Labeling and segmentation records:
>> begin

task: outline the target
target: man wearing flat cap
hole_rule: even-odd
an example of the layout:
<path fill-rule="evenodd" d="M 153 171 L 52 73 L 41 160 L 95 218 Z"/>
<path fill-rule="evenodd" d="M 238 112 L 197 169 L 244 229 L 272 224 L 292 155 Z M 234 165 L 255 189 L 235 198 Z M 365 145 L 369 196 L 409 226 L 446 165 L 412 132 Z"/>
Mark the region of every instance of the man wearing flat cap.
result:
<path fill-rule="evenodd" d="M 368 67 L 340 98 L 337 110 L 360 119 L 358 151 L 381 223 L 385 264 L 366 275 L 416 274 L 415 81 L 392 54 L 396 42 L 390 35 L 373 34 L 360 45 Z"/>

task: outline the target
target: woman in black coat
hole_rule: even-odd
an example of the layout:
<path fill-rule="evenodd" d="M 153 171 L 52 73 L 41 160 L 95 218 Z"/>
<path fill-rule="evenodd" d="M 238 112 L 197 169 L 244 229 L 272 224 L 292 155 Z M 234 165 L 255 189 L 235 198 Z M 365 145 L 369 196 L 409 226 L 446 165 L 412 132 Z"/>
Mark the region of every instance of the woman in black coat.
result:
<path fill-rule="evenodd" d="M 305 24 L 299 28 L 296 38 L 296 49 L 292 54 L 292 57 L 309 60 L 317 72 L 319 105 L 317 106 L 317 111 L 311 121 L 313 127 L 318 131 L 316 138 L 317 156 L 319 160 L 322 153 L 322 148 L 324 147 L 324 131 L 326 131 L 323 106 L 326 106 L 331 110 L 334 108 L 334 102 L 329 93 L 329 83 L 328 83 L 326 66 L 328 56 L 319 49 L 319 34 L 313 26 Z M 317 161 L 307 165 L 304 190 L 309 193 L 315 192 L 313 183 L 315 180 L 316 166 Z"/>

>> end

EXERCISE OBJECTIVE: Copy out, unchanged, everything from the start of the records down to the line containing "368 67 L 340", that line included.

FINAL ANSWER:
task: outline the target
target: man wearing flat cap
hole_rule: even-odd
an example of the layout:
<path fill-rule="evenodd" d="M 153 171 L 52 73 L 41 160 L 95 218 Z"/>
<path fill-rule="evenodd" d="M 238 112 L 197 169 L 244 229 L 272 224 L 292 155 Z M 234 165 L 255 189 L 235 198 Z M 365 145 L 369 196 L 409 226 L 446 165 L 412 132 Z"/>
Mark the region of every instance of the man wearing flat cap.
result:
<path fill-rule="evenodd" d="M 368 67 L 340 98 L 337 110 L 360 119 L 358 151 L 381 223 L 385 264 L 366 275 L 416 274 L 415 81 L 392 54 L 396 42 L 390 35 L 373 34 L 360 45 Z"/>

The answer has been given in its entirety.